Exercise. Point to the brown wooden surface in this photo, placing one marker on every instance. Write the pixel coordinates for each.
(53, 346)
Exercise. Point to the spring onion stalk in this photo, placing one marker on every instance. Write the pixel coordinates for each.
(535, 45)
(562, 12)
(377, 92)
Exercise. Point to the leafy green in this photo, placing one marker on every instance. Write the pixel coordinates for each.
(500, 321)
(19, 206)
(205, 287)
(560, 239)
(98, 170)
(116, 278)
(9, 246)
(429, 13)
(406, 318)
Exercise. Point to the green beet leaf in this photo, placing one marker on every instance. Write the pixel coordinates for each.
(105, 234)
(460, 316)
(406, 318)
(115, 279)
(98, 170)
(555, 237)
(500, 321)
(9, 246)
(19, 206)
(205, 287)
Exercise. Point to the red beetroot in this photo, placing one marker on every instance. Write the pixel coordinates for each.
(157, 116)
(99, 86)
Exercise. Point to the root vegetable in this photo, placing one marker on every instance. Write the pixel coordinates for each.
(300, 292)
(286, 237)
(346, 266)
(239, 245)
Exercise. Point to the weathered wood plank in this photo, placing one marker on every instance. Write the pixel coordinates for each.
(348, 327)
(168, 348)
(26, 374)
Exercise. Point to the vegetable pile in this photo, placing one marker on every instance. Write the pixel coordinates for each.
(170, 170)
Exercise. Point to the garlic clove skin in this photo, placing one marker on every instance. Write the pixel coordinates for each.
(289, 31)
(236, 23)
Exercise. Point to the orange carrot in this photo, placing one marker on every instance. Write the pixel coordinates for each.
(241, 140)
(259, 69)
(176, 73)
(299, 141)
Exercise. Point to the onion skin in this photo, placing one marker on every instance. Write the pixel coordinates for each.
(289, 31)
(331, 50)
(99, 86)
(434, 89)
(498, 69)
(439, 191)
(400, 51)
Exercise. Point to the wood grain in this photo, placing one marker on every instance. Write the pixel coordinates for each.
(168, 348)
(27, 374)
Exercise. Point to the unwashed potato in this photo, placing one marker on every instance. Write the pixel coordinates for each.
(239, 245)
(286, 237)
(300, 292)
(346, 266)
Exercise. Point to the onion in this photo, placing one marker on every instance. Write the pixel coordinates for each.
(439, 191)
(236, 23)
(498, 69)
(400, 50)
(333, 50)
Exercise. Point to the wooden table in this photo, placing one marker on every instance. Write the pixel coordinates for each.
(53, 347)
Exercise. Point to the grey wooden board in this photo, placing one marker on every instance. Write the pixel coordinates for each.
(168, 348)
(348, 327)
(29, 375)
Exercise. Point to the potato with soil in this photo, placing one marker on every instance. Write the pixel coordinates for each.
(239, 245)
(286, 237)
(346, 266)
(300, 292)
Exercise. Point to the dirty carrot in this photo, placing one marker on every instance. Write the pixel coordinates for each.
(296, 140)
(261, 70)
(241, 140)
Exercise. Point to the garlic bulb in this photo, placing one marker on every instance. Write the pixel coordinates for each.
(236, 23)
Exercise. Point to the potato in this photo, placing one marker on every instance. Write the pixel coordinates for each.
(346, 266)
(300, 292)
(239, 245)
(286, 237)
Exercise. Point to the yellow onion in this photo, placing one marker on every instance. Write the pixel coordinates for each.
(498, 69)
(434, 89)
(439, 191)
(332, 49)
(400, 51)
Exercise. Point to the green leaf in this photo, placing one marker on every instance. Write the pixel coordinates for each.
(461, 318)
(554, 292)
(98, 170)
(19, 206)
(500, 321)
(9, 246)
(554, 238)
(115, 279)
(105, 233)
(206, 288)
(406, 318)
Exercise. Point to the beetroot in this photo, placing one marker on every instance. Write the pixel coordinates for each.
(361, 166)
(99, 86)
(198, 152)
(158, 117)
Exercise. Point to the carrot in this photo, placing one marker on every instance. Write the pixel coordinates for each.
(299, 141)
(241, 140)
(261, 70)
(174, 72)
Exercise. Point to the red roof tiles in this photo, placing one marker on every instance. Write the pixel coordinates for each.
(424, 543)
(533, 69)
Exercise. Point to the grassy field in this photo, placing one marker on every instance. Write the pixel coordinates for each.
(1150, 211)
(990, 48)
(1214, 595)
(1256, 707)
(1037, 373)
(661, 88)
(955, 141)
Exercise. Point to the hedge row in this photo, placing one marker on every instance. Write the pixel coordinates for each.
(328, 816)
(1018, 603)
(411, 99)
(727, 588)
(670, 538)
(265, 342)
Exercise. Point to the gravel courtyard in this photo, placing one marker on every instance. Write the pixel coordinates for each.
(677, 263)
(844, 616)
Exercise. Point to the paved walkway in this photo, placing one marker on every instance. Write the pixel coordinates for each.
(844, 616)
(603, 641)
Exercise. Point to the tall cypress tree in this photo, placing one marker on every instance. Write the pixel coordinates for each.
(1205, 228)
# # # # # # #
Please reproduce all of the entries exactly as they stand.

* Solved exercise
Exercise. Point to the brown wooden surface in this photo, placing one marker on every instance. Write the pixel coordinates for each.
(53, 346)
Exercise. Point to the spring onion stalk in this photo, placing one marker on every instance. Write the pixel coordinates for each.
(535, 45)
(562, 12)
(377, 92)
Exercise. Point to the leafy green in this photo, placing one marker on every instance. Write the pixel coordinates for each.
(500, 321)
(19, 206)
(205, 287)
(560, 239)
(98, 170)
(116, 278)
(9, 246)
(429, 13)
(406, 318)
Exercise. Point to the green beet leaf in this photo, placing one marker on every instance. Write the pixel coordinates for each.
(105, 234)
(460, 316)
(406, 318)
(115, 279)
(98, 170)
(555, 237)
(500, 321)
(9, 246)
(19, 206)
(205, 287)
Exercise. Point to the red beetroot in this photo, placing one marker on every instance. Write the pixel coordinates for each.
(157, 116)
(99, 86)
Exercise. Point to the root vegetable in this photo, placing one marker on every instance. Write the pixel coordinates for each.
(300, 292)
(286, 237)
(346, 266)
(239, 245)
Exercise. Point to the weathered wood plank in this photo, placing one marker on every instance. Write the pixel coordinates for each.
(348, 327)
(168, 348)
(26, 374)
Exercise. Point to the vegetable pile in this photo, placing one marker on every instance. Write the pixel coordinates for each.
(170, 170)
Exercise. Point to the garlic clove skin in this photo, placing one marker on every instance. Write the pixel coordinates for each.
(289, 31)
(236, 23)
Exercise. Point to the orange carrot in this photo, placing one marker on every instance. Write the pixel coordinates for each.
(241, 140)
(259, 69)
(176, 73)
(299, 141)
Exercise. Point to the onion skin in this photo, placing one marker on every instance. Write the pixel coordinates for each.
(289, 31)
(331, 50)
(99, 86)
(434, 89)
(498, 69)
(439, 191)
(400, 51)
Exercise. Point to the wood grain in this photo, placing one marker on every instance. Write the pixel coordinates for each.
(168, 348)
(27, 374)
Exercise. Point to the unwashed potato in this photo, placing one marker on every instance. Write the pixel coordinates for each.
(239, 245)
(286, 237)
(300, 292)
(346, 266)
Exercise. Point to the onion in this photo, placing one marker on every instance. Write the pixel coordinates for each.
(439, 191)
(236, 23)
(498, 69)
(400, 50)
(333, 50)
Exercise. Point to the wooden table in this photo, placing one marker on every instance. Write the pixel coordinates for each.
(53, 347)
Exercise. Point to the grey wooden board in this photo, placing one marker on every instance. Write the pixel coordinates for each.
(168, 348)
(348, 327)
(29, 375)
Exercise. Point to the potato with soil in this photo, placing one marker on every instance. Write the pixel coordinates for each.
(239, 245)
(286, 237)
(346, 266)
(300, 292)
Exercise. Point to the dirty carrot in this photo, placing one marker on every instance. Write the pixel coordinates for each.
(296, 140)
(261, 70)
(241, 140)
Exercise. Point to the garlic bulb in this photo, placing one marker on every instance. Write the pixel coordinates for each.
(236, 23)
Exercise. Point to the potato in this photo, placing one marker on every instance. Write the pixel coordinates for each.
(346, 266)
(300, 292)
(239, 245)
(286, 237)
Exercise. Point to the yellow onion in this photo, placing one marker on every instance. Write the pixel coordinates for each.
(498, 69)
(434, 89)
(439, 191)
(332, 49)
(400, 51)
Exercise. Point to the green leaf in this photo, placing one marker on every instance. Write the pixel coordinates for each.
(461, 318)
(554, 292)
(98, 170)
(19, 206)
(500, 321)
(9, 246)
(554, 238)
(115, 279)
(105, 233)
(206, 288)
(406, 318)
Exercise. Point to the beetroot in this photo, placing one marker on every instance. Write the pixel coordinates for each.
(361, 166)
(99, 86)
(198, 152)
(158, 117)
Exercise. Point to the carrot in this photo, placing one marker on every instance. Write the pixel coordinates for each.
(299, 141)
(241, 140)
(261, 70)
(174, 72)
Exercise. Point to the red roof tiles in this photo, placing one marker on every instance. Write the pixel coordinates for each.
(424, 543)
(533, 69)
Exercise. Point to the grassy field in this photo, placing one marker on every instance. Write the pixel coordinates for each.
(1150, 211)
(990, 48)
(1214, 595)
(1256, 707)
(1037, 373)
(661, 88)
(955, 141)
Exercise. Point to the hedge row in this photo, placing one marker on every instance. Write the pixel coordinates for each.
(328, 816)
(1018, 603)
(411, 99)
(727, 588)
(670, 538)
(265, 342)
Exercise. Point to the gravel courtyard in this photo, placing one marker on every instance. Write the pixel coordinates for each.
(677, 263)
(844, 616)
Exercise. Point to the paved walkway in this photo, placing one marker on every instance. Write the pixel coordinates for each.
(844, 616)
(603, 641)
Exercise. Point to the tall cypress tree in this photo, placing one marker on every instance. Write the pixel coordinates for each.
(1205, 228)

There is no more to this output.